[Stored data entries]
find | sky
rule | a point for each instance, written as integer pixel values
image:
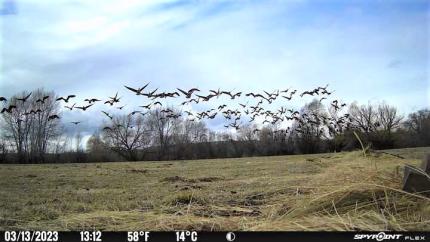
(367, 50)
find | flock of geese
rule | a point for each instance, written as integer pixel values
(234, 116)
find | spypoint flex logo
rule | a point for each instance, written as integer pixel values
(378, 237)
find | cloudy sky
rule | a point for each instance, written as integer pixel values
(366, 50)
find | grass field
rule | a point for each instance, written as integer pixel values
(336, 191)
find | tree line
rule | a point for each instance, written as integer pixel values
(39, 138)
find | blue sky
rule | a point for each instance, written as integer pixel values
(366, 50)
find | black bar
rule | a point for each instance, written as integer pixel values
(122, 236)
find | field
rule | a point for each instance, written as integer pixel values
(336, 191)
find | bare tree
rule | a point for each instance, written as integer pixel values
(162, 126)
(309, 131)
(418, 124)
(29, 127)
(364, 117)
(127, 136)
(388, 118)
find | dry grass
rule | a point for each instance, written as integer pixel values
(341, 191)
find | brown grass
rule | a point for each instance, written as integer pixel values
(340, 191)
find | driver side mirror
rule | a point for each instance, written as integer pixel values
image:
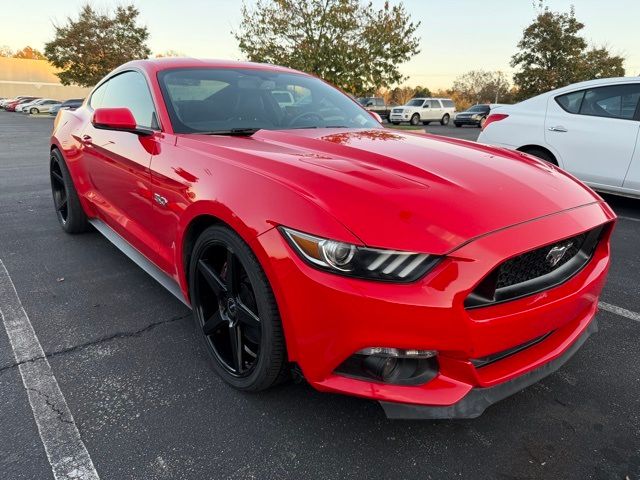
(118, 119)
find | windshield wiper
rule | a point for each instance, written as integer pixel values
(234, 131)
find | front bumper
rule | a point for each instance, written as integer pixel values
(327, 318)
(478, 399)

> _Problem requirements_
An exact copy of the lines above between the line holding "find | grass field" and the line holding "find | blue sky", inclusive, is the whole answer.

> _The completed task_
find | grass field
rule | a point for each instance, written as integer pixel values
(336, 191)
find | tree line
rule | a point for each instance, written as integer pixel values
(39, 138)
find | blue sky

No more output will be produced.